- **TEXT TO READ**:
"""
Glad I upgraded to a Sorby ProEdge, it's a lot less faffing about and much more efficient at a multitude of tasks ! 

Cheers, Paul


----------



## jimi43 (5 Aug 2014)

paulm":3dhp8rr4 said:


> Glad I upgraded to a Sorby ProEdge, it's a lot less faffing about and much more efficient at a multitude of tasks !
> 
> Cheers, Paul



I looked at this on the web and came to the conclusion it is nothing but a posh belt sander with a decent jig system and selection of specialist belts....

Tell me I'm wrong Paul!!

At £250 it's a bit expensive if that's all it is.

Jimi


----------



## paulm (5 Aug 2014)

That indeed is all it is Jimi !

However, it's high quality, robust and accurate with a well made repeatable jig and table indexing system, so a world apart from a cheapie linisher, though they have their uses too !

Cheers, Paul


----------



## CStanford (5 Aug 2014)

jajoinery":2cj53i17 said:


> hi guys iv had a tormek t3 for 12 months now, very good machine,
> ideal for my needs, but ive found lately its not grinding square,
> even on a block plane iron or 25mm chisel its seems to grinding the ends off the square,
> any help or advice on how to rectify this?
> ...



I don't know much about this machine but I do know that you don't need a jig to grind square on a regular grinder. All you need is an accurate combination or try square to check progress. Lean on the high side a bit until it's even, make a couple of finishing passes, done.


----------



## AndyT (5 Aug 2014)

Cheshirechappie":s623iklu said:


> Now - I most certainly do not suggest this is best practice - it most certainly isn't! - but on a slow-speed grinder, quite a lot of eccentricity can be tolerated without marked ill effects on the ground tool if freehanding, I've found. Provided the wheel periphery - the grinding surface - is reasonably flat and straight, you could grind tools in jigs quite happily, too.



Agreed - to add a further evidence point - in the woodworking shop at school there was a big old wet grinder of about 20" diameter. It had a sort of parallel linkage into which a plane iron could be clamped. As the wheel slowly turned the operator could slew the holder from side to side while the linkage kept the ground edge at right angles to the wheel and water dripped onto it from above.
"""
- **EXCERPTED RECORDS**:
"""
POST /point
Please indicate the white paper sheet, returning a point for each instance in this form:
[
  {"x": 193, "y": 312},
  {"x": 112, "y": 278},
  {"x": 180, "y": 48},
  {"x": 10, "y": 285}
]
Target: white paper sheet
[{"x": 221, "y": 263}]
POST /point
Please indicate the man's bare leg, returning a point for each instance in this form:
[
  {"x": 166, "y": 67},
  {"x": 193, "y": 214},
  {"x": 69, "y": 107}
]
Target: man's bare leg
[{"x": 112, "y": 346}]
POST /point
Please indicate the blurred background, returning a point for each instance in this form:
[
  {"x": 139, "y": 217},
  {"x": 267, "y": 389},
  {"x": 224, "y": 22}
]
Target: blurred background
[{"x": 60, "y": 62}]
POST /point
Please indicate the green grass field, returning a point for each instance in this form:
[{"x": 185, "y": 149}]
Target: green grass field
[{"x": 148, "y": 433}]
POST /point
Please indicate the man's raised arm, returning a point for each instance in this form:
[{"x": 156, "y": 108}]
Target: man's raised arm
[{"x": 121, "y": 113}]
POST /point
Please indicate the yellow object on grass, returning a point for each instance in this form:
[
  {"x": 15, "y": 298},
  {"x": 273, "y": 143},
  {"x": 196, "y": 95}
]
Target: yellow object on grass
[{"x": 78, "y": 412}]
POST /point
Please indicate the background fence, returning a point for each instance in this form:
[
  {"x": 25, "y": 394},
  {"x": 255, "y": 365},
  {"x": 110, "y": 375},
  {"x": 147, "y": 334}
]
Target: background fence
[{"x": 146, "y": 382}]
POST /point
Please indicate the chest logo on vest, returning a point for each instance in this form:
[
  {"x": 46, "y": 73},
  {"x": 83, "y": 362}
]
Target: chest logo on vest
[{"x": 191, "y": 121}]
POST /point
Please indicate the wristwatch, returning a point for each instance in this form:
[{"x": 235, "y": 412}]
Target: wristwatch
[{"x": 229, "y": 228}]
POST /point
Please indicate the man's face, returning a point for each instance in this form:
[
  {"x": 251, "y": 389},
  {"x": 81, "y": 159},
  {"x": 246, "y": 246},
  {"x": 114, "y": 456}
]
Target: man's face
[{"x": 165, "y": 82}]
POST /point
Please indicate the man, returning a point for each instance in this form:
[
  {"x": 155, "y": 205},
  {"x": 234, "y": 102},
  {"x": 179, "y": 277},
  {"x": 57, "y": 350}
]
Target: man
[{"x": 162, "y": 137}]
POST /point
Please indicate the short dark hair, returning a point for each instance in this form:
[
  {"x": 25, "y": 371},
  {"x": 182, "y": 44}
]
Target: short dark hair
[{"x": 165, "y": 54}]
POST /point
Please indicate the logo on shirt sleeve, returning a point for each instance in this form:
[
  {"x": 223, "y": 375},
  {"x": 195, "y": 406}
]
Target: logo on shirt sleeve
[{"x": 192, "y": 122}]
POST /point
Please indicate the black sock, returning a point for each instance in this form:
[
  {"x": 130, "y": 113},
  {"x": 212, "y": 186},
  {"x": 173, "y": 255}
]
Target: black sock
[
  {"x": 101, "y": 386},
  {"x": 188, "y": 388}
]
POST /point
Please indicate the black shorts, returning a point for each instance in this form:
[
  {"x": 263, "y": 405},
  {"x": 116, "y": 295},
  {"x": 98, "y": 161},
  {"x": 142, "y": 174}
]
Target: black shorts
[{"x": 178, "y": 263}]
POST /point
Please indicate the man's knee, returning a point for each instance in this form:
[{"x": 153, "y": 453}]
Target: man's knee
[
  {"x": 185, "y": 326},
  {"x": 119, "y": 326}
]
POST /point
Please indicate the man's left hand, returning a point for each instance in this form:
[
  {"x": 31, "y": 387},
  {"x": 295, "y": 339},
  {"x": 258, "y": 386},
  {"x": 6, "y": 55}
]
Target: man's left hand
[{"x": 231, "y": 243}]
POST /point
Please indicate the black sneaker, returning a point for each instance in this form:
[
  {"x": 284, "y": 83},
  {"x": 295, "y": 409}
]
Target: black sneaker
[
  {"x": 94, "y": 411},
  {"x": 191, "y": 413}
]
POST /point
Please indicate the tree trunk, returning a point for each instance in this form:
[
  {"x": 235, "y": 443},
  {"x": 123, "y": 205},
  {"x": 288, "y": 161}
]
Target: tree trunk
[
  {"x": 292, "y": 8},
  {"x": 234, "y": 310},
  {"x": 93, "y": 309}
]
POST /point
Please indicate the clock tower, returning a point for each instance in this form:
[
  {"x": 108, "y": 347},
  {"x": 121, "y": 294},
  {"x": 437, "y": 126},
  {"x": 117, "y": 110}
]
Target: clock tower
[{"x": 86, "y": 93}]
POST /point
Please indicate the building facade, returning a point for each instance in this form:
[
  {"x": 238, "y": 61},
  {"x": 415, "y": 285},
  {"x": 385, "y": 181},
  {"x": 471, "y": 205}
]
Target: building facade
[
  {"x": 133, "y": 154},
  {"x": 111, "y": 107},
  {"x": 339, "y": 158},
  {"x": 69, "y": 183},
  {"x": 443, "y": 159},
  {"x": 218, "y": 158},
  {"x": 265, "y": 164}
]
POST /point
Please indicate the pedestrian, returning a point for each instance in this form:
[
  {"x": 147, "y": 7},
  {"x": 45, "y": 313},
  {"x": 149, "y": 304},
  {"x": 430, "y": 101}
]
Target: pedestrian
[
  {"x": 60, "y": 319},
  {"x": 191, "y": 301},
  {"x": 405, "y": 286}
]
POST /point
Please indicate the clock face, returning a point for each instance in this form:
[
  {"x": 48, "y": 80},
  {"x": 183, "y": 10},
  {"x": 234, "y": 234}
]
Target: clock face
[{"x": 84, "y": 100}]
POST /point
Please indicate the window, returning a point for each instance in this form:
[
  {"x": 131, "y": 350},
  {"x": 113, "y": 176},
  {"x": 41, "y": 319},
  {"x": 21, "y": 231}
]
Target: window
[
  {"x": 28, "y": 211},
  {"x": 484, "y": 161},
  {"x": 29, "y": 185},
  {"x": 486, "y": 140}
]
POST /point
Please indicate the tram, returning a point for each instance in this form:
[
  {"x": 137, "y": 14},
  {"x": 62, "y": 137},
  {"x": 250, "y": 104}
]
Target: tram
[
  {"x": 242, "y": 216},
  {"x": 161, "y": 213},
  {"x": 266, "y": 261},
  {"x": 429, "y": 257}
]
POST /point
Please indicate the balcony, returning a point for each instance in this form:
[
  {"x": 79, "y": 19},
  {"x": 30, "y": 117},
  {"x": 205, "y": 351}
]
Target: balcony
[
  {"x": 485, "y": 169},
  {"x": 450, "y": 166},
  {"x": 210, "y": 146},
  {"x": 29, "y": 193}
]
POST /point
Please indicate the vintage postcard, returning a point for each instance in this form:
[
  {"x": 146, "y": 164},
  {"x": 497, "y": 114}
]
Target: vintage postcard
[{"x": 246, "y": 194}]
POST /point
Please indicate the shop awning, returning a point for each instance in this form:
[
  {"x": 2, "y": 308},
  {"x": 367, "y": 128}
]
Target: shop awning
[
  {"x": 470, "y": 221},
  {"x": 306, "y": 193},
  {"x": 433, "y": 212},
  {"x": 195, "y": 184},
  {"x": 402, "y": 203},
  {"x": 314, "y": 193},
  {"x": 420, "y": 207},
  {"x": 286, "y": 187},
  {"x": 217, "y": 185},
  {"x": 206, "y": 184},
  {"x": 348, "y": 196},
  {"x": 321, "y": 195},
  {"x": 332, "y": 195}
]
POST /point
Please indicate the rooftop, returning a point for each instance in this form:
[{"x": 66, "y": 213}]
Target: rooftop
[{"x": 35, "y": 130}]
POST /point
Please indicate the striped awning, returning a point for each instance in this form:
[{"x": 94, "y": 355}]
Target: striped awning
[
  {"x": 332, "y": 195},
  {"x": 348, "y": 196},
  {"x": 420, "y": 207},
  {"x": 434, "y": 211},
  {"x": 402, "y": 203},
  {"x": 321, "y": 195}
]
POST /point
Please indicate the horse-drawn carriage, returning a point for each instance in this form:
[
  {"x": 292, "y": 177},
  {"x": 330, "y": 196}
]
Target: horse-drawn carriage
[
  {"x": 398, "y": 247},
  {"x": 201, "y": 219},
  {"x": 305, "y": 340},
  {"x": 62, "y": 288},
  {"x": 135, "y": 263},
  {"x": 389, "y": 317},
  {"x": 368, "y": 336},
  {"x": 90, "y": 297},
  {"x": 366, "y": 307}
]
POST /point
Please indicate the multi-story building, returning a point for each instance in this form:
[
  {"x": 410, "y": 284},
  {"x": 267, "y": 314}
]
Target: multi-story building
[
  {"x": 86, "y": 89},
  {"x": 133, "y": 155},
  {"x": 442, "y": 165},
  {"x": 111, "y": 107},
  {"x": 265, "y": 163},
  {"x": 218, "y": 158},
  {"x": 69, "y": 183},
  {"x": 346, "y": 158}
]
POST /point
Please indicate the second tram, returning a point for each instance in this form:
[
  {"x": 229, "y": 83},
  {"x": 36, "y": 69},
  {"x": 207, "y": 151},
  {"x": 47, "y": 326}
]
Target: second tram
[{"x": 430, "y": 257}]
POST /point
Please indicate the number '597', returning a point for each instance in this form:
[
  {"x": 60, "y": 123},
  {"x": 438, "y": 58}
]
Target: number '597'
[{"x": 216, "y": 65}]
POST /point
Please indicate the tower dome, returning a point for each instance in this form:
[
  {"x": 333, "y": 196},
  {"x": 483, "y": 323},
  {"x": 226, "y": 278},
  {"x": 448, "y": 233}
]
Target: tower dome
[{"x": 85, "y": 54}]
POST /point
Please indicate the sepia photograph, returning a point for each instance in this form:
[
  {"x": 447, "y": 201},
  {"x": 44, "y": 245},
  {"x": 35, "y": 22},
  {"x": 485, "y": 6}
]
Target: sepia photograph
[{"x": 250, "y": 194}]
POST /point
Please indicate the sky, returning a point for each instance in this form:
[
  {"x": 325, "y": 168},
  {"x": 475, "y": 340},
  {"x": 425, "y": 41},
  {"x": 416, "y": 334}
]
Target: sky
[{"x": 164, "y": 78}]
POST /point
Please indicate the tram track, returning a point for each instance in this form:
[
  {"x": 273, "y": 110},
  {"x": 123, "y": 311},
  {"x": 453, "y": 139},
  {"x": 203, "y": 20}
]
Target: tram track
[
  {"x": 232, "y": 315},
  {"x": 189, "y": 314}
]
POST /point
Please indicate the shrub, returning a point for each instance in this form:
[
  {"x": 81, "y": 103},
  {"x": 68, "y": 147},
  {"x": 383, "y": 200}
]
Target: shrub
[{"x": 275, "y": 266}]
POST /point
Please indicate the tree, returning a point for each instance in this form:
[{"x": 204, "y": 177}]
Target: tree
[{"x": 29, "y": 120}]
"""
- **JOB 1**: Reproduce the sharpening thread, starting with "I looked at" and going on through "paulm (5 Aug 2014)", and swap "belt sander" for "bench grinder".
- **JOB 2**: State whether each statement agrees with the sharpening thread, answering yes or no and quoting the deciding words. (a) Jimi's post puts the price of the ProEdge at £250. (b) Paul disputes Jimi's description of the ProEdge as a belt sander with a jig system. (c) The wet grinder at AndyT's school was about 20" in diameter.
None of the data is needed for this work.

- **FINAL RESULT 1**:
I looked at this on the web and came to the conclusion it is nothing but a posh bench grinder with a decent jig system and selection of specialist belts....

Tell me I'm wrong Paul!!

At £250 it's a bit expensive if that's all it is.

Jimi


----------



## paulm (5 Aug 2014)

- **FINAL RESULT 2**:
(a) Yes: "At £250 it's a bit expensive if that's all it is."
(b) No: "That indeed is all it is Jimi !"
(c) Yes: "a big old wet grinder of about 20" diameter"